Monday, March 07, 2005

FDA Determined To Protect Reputation As Most Slimeball Government Agency

Let's move away for a moment from considering Prozac, Paxil, Zoloft, Luvox and the other psychiatric drugs designated as SSRIs. These drugs are the main focus of this blog because of the mind-numbing fact that although they cause insanity, they are being used to treat insanity.

But the underlying issue is the question of what the FDA is thinking when they approve killer drugs.

Many years ago, when Prozac was rejected in Germany and England because of its suicide-related side effects, the FDA happily approved it, breaking the back of what should have been a universal rejection of the drug. Soon thereafter, a top exec at the FDA retired to a posh job at Eli Lilly, the drug company that makes Prozac. This was the beginning of the FDA's slide into the gutter. At first it looked like a few unethical mavericks had managed to line their pockets by sliming an agency that had always had the respect of Americans. But as the years have gone by it becomes more and more obvious that the FDA has completely dropped any pretense of respectability. It now moves by night under dim street lights wearing a short skirt and no underwear and way too much lipstick.

Sincere people are trying to prop up the reputation of the FDA but every best effort is undermined by repeated episodes of the FDA staggering home after midnight smelling like cheap whiskey. The latest such episode is incredible. It has to do with the Vioxx-type painkillers. When it came out that Vioxx sharply increases the risk of heart attack and stroke, the FDA quickly tugged her skirt hems down in an attempt to achieve some level of respectability, and rushed to the microphone with furrowed brow. "We'll investigate!" she said, to a grateful nation.

The investigation was shortly completed shortly thereafter. "Vioxx and it's blood brothers Celebrex and Bextra have been thoroughly investigated and they are innocent," piped the FDA, "Our blue-ribbon panel has spoken! No charges will be filed."

** Recorded data **
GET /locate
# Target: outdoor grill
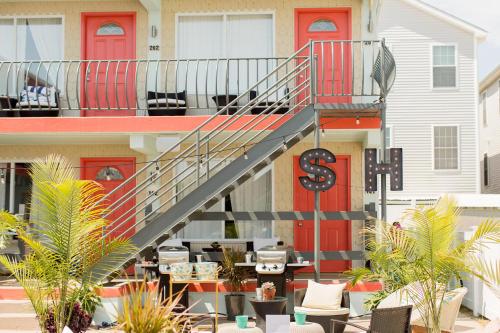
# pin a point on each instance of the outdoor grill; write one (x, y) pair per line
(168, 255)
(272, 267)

==

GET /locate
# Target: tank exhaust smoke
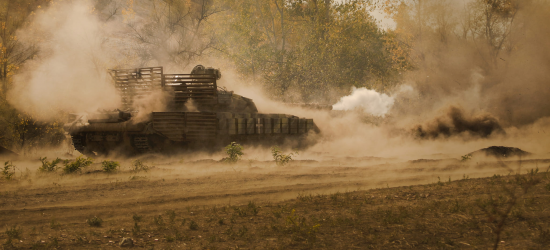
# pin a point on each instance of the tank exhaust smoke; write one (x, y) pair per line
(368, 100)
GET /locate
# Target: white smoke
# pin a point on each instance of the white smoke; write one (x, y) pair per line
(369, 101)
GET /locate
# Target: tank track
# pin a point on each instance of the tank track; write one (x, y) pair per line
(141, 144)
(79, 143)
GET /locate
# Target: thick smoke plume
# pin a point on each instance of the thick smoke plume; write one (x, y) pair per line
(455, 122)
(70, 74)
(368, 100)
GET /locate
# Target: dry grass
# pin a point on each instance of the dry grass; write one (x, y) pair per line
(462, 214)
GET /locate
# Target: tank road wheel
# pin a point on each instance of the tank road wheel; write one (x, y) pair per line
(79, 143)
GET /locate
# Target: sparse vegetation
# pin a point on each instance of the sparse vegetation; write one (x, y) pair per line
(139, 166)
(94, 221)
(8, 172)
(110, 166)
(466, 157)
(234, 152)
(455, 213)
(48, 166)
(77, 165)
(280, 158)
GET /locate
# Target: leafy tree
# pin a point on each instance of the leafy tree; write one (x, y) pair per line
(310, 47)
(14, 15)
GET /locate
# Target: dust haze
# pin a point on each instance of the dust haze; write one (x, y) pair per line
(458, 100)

** Task list **
a - Translate this sentence from the blog post about the FDA into Spanish: "This was the beginning of the FDA's slide into the gutter."
b - Answer these from the blog post about the FDA, one per line:
(i) In which two countries was Prozac rejected?
(ii) Which two risks does Vioxx sharply increase?
(iii) Which two painkillers does the FDA name alongside Vioxx in its statement?
c - Continue the blog post about the FDA from its last sentence.
The lines above have nothing to do with the blog post about the FDA.

** Written answers **
a - Este fue el comienzo del descenso de la FDA hacia la alcantarilla.

b -
(i) Germany and England
(ii) Heart attack and stroke
(iii) Celebrex and Bextra

c -
But this isn't our first picnic. We didn't just fall off the turnip truck. So we take a look at the FDA's blue ribbon panel. Of the 32 people on it, 10 had close financial ties to the drug companies that make these drugs. How did this affect the proceedings? An example was the vote that cleared Bextra. The big pharma 10 voted 9-1 in favor. If it wouldn't have been for this lopsided side show, the vote would have shut the drug down.

The interesting comments came from panel members whose strings aren't being pulled by big pharma. One MD said that as many as 50 people per day are dying from taking these drugs.

But let's wind down this little FDA indiscretion. The truth is the only people who die from these painkillers are the people who use them. They may ruin a few lives and leave behind some devastated relatives -- at the rate of 50/day. But that's kid stuff to the ruined lives created by the epidemic of SSRI use. It's one thing to have Daddy die of a heart attack, and another thing altogether to have Daddy hang himself or blow his brains out -- or storm into his place of work and kill his boss and co-workers before killing himself. It's one thing to have Mother suffer a stroke and wake up with one side of her face not working. It's another thing altogether to have Mother drown her four kids in a bathtub or chop her children up -- two deeds done by SSRI-soaked U.S. mothers did. Or blow away grandma and grandpa with a shotgun as a 12-year-old on Zoloft did recently. SSRIs are criminal and so are the people who covered up their side effects. And so are the people in the FDA who put their personal gain ahead of the sacred trust they have abandoned.